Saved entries

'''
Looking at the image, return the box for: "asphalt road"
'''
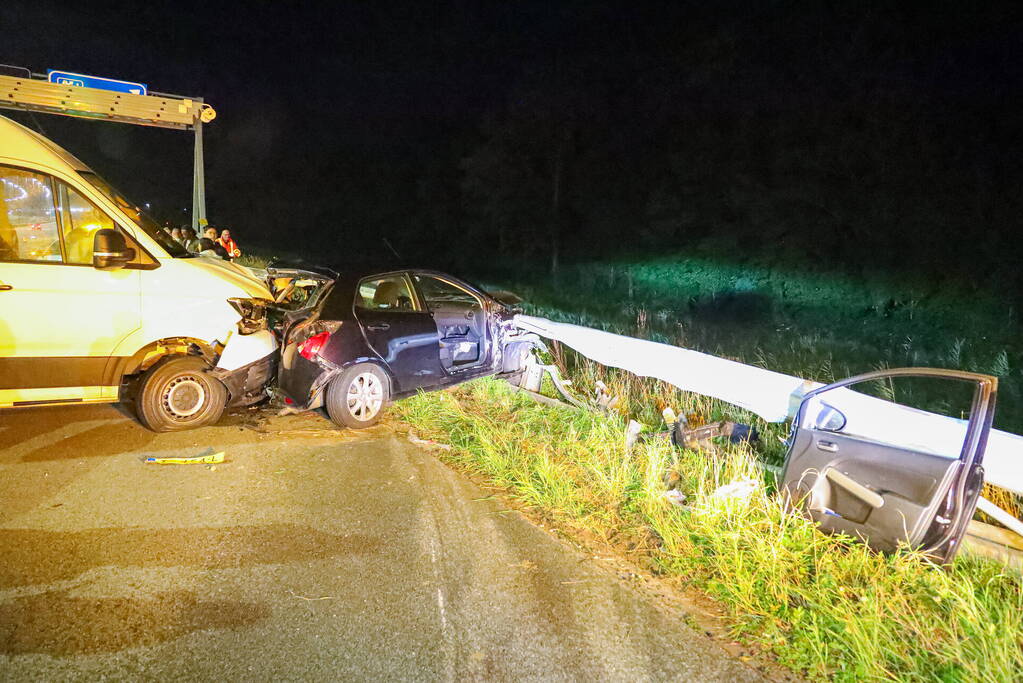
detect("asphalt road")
[0,401,767,682]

# [Your objective]
Starting from the line containing "Looking at the", repeat each line exactly through the end of the entries, including the last, while leaving pictures out.

# [Written solution]
Looking at the image, return the box for: "asphalt road"
'''
detect("asphalt road")
[0,401,767,682]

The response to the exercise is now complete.